Document text =
==============================
“I'm assuming …we'd have to organize the input Parquet files into
subdirectories where each subdirectory contains data just for the given 'date'”
Well, no…
Given that you are doing CREATE TABLE and not CREATE EXTERNAL TABLE, you are
creating a hive managed table….if hive is managing the table, HIVE will take
care of organizing the parquet input files into subdirectories where each
subdirectory contains data just for the given partition….that’s what the INSERT
INTO db.mytable will do.
To ‘stage’ your data, you could create an EXTERNAL table….you have 2 options
here:
1)
CREATE EXTERNAL TABLE IF NOT EXISTS db.my_staging_table (
‘item_id’ string,
‘ts’ string,
‘item_comments’ string,
‘dt’ string,
‘content_type’ string)
ROW FORMAT SERDE 'org.apache.hadoop.hive.serde2.OpenCSVSerde'
STORED AS TEXTFILE
LOCATION '/hdfs/path/to/source/data/directory';
Then to load your data: INSERT INTO db.mytable (dt=dt,
content_type=content_type) SELECT * from db.my_staging_table
2)
Alternatively, if your input data needs any additional cleanup, sometimes it is
easier to just set the external table to have a single-column containing the
entire input line
CREATE EXTERNAL TABLE IF NOT EXISTS db.my_staging_table (‘input_line’ string)
STORED AS TEXTFILE
LOCATION '/hdfs/path/to/source/data/directory';
Then to load the data, you’d write a query that would clean-up and parse out
the data:
INSERT INTO db.mytable (dt=dt, content_type=content_type)
SELECT * from (
SELECT split(input_line,’,’)[0] as item_id,
split(input_line,’,’)[1] as ts,
split(input_line,’,’)[2] as item_comments,
split(input_line,’,’)[3] as dt,
split(input_line,’,’)[4] as content_type
FROM db.my_staging_table
) subq_a
Then, once you have loaded the data that is currently in the hdfs path where
the EXTERNAL table is mapped to (/hdfs/path/to/source/data/directory), just
delete the input files in the directory, add new incoming data and repeat the
cycle….
From: Dmitry Goldenberg [mailto:[email protected]]
Sent: Thursday, April 06, 2017 3:19 PM
To: [email protected]
Subject: Re: Is it possible to use LOAD DATA INPATH with a PARTITIONED, STORED
AS PARQUET table?
[External Email]
________________________________
I'm assuming, given this:
CREATE TABLE IF NOT EXISTS db.mytable (
`item_id` string,
`timestamp` string,
`item_comments` string)
PARTITIONED BY (`date`, `content_type`)
==============================
Challenge A = Rewrite the paragraph of the Hive email thread that begins "Given that you are doing CREATE TABLE" as a short bulleted list that keeps its main facts.
Challenge B = Go on with the Hive email thread from the point where it stops.
The data after this point comes from a different source than the Hive email thread.

Information provided =
==============================
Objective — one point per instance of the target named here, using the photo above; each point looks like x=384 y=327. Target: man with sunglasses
==============================
Exercise result A =
- Using CREATE TABLE instead of CREATE EXTERNAL TABLE creates a Hive managed table.
- Since Hive manages the table, Hive itself sorts the Parquet input files into subdirectories, each holding data for only one partition.
- The INSERT INTO db.mytable statement is what does this organizing.

Exercise result B =
STORED AS PARQUET;
we'd have to organize the input Parquet files into subdirectories where each
subdirectory contains data just for the given 'date' (YYMMDD), then within that
subdirectory, content would be organized by content_type, one file per
content_type value. How does Hive make the association of a partition with a
subdirectory naming or know to look for files for content_type, and how would
it match content_type='Presentation' -- would the file just need to be named
"Presentation"?
On Thu, Apr 6, 2017 at 5:05 PM, Dmitry Goldenberg
<[email protected]<mailto:[email protected]>> wrote:
>> properly split and partition your data before using LOAD if you want hive to
>> be able to find it again.
If the destination table is defined as
CREATE TABLE IF NOT EXISTS db.mytable (
`item_id` string,
`timestamp` string,
`item_comments` string)
PARTITIONED BY (`date`, `content_type`)
STORED AS PARQUET;
and supposing that we have the data "in hand" (in memory or as CSV files) how
does one go about the 'proper split and partition' so it adheres to:
PARTITIONED BY (`date`, `content_type`) ?
Thanks
On Thu, Apr 6, 2017 at 12:29 PM, Ryan Harris
<[email protected]<mailto:[email protected]>> wrote:
“If we represent our data as delimited files” ….the question is how you plan on
getting your data into these parquet files since it doesn’t sound like your
data is already in that format….
If your data is not already in parquet format, you are going to need to run
*some* process to get it into that format…why not just use hive (running a
query on an external table) to perform the conversion?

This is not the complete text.